THE TASK: Return the complete listing that follows, with each line reproduced exactly.

--- begin ITEMS ---

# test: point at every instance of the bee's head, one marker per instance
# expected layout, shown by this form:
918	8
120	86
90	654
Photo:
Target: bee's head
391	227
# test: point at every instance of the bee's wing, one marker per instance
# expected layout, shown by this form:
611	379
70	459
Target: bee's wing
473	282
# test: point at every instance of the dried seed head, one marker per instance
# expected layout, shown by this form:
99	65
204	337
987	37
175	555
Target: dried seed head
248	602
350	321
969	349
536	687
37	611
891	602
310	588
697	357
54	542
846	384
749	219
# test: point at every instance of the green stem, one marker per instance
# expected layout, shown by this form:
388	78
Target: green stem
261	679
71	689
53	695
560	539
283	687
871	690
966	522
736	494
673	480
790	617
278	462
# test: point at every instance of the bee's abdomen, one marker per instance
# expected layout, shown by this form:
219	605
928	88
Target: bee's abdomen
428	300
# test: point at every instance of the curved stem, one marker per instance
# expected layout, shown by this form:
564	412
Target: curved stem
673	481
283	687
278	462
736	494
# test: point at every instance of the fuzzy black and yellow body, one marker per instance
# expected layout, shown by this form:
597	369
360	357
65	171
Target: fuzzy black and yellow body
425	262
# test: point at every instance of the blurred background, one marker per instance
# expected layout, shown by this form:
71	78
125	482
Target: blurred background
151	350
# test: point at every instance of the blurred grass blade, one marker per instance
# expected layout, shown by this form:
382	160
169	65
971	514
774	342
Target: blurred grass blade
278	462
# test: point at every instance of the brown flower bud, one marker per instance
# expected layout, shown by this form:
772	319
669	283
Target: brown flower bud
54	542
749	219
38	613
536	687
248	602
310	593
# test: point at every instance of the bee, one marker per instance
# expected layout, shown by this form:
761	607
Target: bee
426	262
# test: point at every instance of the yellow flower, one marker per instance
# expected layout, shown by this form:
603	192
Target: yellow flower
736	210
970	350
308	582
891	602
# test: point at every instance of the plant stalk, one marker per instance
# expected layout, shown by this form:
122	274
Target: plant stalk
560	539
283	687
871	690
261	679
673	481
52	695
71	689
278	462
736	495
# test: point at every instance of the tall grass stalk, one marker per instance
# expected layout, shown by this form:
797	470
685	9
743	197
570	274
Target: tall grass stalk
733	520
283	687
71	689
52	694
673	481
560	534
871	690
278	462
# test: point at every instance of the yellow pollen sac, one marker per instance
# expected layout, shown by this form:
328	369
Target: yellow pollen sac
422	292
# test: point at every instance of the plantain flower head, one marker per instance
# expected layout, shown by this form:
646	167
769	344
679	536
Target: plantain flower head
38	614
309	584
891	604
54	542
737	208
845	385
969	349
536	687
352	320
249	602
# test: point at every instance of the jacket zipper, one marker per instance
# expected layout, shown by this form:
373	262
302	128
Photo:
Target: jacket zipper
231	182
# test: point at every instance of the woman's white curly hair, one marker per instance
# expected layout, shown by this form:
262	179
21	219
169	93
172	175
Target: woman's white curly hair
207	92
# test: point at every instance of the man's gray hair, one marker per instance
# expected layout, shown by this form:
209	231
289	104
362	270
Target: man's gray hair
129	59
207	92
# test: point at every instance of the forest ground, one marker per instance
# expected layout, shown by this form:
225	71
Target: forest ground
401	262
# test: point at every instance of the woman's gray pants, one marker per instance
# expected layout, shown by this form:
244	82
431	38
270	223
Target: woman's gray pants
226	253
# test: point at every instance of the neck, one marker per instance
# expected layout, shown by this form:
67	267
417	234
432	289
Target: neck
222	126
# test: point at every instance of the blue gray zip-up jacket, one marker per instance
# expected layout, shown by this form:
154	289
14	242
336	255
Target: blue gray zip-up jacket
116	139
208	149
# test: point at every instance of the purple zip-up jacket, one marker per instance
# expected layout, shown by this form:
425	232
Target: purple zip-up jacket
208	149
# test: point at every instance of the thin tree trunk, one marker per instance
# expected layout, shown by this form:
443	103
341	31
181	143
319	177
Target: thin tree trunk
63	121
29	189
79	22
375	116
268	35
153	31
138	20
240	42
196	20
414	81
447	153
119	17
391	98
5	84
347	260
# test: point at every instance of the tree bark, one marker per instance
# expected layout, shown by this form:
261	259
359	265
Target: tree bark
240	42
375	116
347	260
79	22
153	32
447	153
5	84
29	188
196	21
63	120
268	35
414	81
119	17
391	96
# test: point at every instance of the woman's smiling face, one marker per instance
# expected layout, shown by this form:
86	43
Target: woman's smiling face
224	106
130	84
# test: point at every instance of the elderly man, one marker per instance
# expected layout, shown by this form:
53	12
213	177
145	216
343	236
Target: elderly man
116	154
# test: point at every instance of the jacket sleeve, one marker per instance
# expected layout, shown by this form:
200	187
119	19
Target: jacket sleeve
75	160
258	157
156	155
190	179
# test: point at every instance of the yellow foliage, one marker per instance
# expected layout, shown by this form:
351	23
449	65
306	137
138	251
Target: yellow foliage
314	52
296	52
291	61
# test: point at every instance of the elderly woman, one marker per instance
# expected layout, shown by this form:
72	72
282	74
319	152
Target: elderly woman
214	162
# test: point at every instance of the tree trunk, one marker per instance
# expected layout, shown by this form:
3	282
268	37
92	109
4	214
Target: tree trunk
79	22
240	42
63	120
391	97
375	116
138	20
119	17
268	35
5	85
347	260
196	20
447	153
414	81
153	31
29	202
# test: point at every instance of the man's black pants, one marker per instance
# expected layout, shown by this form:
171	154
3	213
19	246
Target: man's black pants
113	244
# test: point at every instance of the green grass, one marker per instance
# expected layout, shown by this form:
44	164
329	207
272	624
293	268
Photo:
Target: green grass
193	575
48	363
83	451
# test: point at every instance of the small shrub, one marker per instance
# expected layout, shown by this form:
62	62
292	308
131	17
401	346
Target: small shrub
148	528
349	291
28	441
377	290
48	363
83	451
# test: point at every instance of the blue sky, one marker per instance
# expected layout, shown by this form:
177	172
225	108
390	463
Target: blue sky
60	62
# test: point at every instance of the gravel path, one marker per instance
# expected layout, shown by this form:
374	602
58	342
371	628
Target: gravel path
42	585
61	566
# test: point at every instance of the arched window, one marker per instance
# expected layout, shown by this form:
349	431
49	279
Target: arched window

--- end ITEMS ---

EXERCISE OUTPUT:
# test: point at every instance of the bee's head, one marker per instance
# expected layout, shown by this form:
918	8
120	86
90	654
Photo:
Target: bee's head
391	227
# test: point at every instance of the bee's wing, one marker per instance
# expected layout, shown by this form:
611	379
70	459
Target: bee's wing
473	282
# test: point at every instance of the dried seed head, one marker per instance
# expected layout, shown by this form:
99	65
204	337
987	37
175	555
Target: dried seed head
248	602
350	321
969	349
536	687
37	611
891	602
310	588
697	357
54	542
846	384
749	219
# test: point at every instance of the green stem, one marker per instance
# expected layout, shown by this form:
388	78
Target: green stem
261	679
71	689
53	695
560	539
283	687
871	690
966	522
736	494
673	480
790	617
278	462
# test: point at every instance of the bee's abdomen, one marker per instance
# expected layout, shown by this form:
219	605
928	88
Target: bee's abdomen
428	300
# test: point at every instance of the curved stem, one marker per instance
# expected layout, shown by this form:
564	412
Target: curved stem
673	481
283	687
278	462
736	494
# test: point at every instance of the fuzzy black and yellow body, one marker per instance
# expected layout, shown by this form:
597	369
360	357
65	171
Target: fuzzy black and yellow body
425	262
# test: point at every instance of the blurred background, one marker per instance
# expected layout, shown by this form:
71	78
125	482
Target: blurred background
151	350
# test: point at every instance of the blurred grass blade, one marker per instance
# expected layout, shown by this form:
382	160
169	65
971	514
774	342
Target: blurred grass blade
278	462
# test: point at every instance of the brown flower bud, one marker per instance
# expected layout, shown by this form:
772	319
669	283
Target: brown flower bud
54	542
749	219
38	613
536	687
248	602
310	593
# test: point at every instance of the bee, one marker per instance
# expected layout, shown by this form:
761	607
Target: bee
426	262
# test: point at every instance of the yellow flower, one marker per instance
# expected layout, shown by this form:
603	192
Target: yellow flower
736	210
970	350
308	582
891	602
# test: point at every instance of the plant stalk, one marker per instance
# expected layout, shown by this form:
122	274
Target: plant stalk
560	539
283	687
871	690
261	679
673	481
52	695
71	689
278	462
736	495
# test: point at every instance of the tall grass stalk, one marker per instance
# expected layout, shown by this form:
797	470
685	9
743	197
570	274
Target: tall grass stalk
733	520
283	687
71	689
52	694
673	481
560	534
871	690
278	462
# test: point at every instance of the yellow pollen sac, one marker per instance
# expected layout, shown by this form:
328	369
Target: yellow pollen sac
422	292
# test: point at every instance of the plantain flower head, one marker per instance
# expected layout, shown by this form:
646	167
769	344
679	536
Target: plantain flower head
38	614
309	584
891	604
54	542
737	208
845	385
969	349
536	687
352	320
249	602
# test: point at every instance of the jacket zipper, one marker per instance
# expected layout, shown by this form:
373	262
302	128
Photo:
Target: jacket zipper
231	182
# test: point at every instance of the woman's white curly hair, one marker per instance
# expected layout, shown by this form:
262	179
21	219
169	93
172	175
Target: woman's white curly hair
207	92
# test: point at every instance of the man's gray hair, one marker per instance
# expected layout, shown by this form:
209	231
289	104
362	270
Target: man's gray hair
129	59
207	92
# test: point at every instance of the forest ground, one marker per instance
# expected layout, shown by this form:
225	71
Target: forest ground
401	262
# test: point at every instance of the woman's gray pants, one marker per instance
# expected layout, shown by this form:
244	82
431	38
270	223
Target: woman's gray pants
226	253
# test: point at every instance of the neck, one marker per instance
# expected layout, shown by this form:
67	267
417	234
432	289
Target: neck
222	126
# test: point at every instance of the blue gray zip-up jacket, one marker per instance
# expected layout, shown by this form:
154	289
14	242
336	255
Target: blue gray zip-up jacket
116	139
208	149
# test: point at every instance of the purple zip-up jacket, one marker per instance
# expected layout, shown by this form:
425	232
Target: purple zip-up jacket
208	149
# test: point at every instance of the thin tree trunk, one marker per instance
# expected layout, shown by this form:
443	103
341	31
181	143
319	177
Target: thin tree trunk
63	121
29	189
79	22
375	116
268	35
153	31
138	20
240	42
196	20
414	81
447	153
119	17
391	98
5	84
347	260
# test: point at every instance of the tree bark, one marker per instance
# expected layout, shown by this form:
261	259
359	265
Target: tree bark
240	42
375	116
347	260
79	22
153	32
447	153
5	84
29	188
196	21
63	120
268	35
414	81
119	17
391	96
# test: point at every instance of the woman's smiling face, one marker per instance
# expected layout, shown by this form:
86	43
Target: woman's smiling face
224	106
130	84
# test: point at every instance of the elderly man, one marker per instance
# expected layout, shown by this form:
53	12
213	177
145	216
343	236
Target: elderly man
116	154
# test: point at every instance of the jacket sleeve, one marker per instance
# expected layout, shown by this form:
200	187
119	19
Target: jacket sleeve
75	160
258	157
156	155
190	179
# test: point at every instance of the yellow foliage, one marker per instance
# expected layout, shown by this form:
351	23
449	65
306	137
138	251
Target: yellow foliage
314	52
296	52
291	61
# test: point at every instance of the elderly woman, one marker per instance
# expected layout, shown by this form:
72	72
282	74
319	152
Target: elderly woman
214	162
# test: point at every instance of the tree trunk, one marker per instance
# expected layout, shown by this form:
3	282
268	37
92	109
4	214
Target: tree trunk
79	22
240	42
63	120
391	97
375	116
138	20
119	17
268	35
5	85
347	260
196	20
447	153
414	81
153	31
29	202
# test: point at every instance of the man's black pants, one marker per instance
# expected layout, shown by this form:
171	154
3	213
19	246
Target: man's black pants
113	244
# test: point at every instance of the green grass, one marker per instance
# expected layout, shown by this form:
44	164
329	207
272	624
293	268
Photo:
Target: green grass
193	575
48	363
83	451
# test: point at every instance of the small shrub, one marker per instance
# expected layout, shown by this form:
62	62
292	308
131	17
401	346
Target: small shrub
148	528
349	291
28	441
377	290
48	363
83	451
# test: point at every instance of the blue sky, one marker per instance
# expected layout, shown by this form:
177	172
225	108
390	463
Target: blue sky
60	62
# test: point at every instance of the gravel path, one marker per instance
# expected layout, shown by this form:
374	602
58	342
371	628
Target: gravel path
42	585
61	566
# test: point at every instance of the arched window, one marker per instance
# expected layout, shown by this form:
349	431
49	279
Target: arched window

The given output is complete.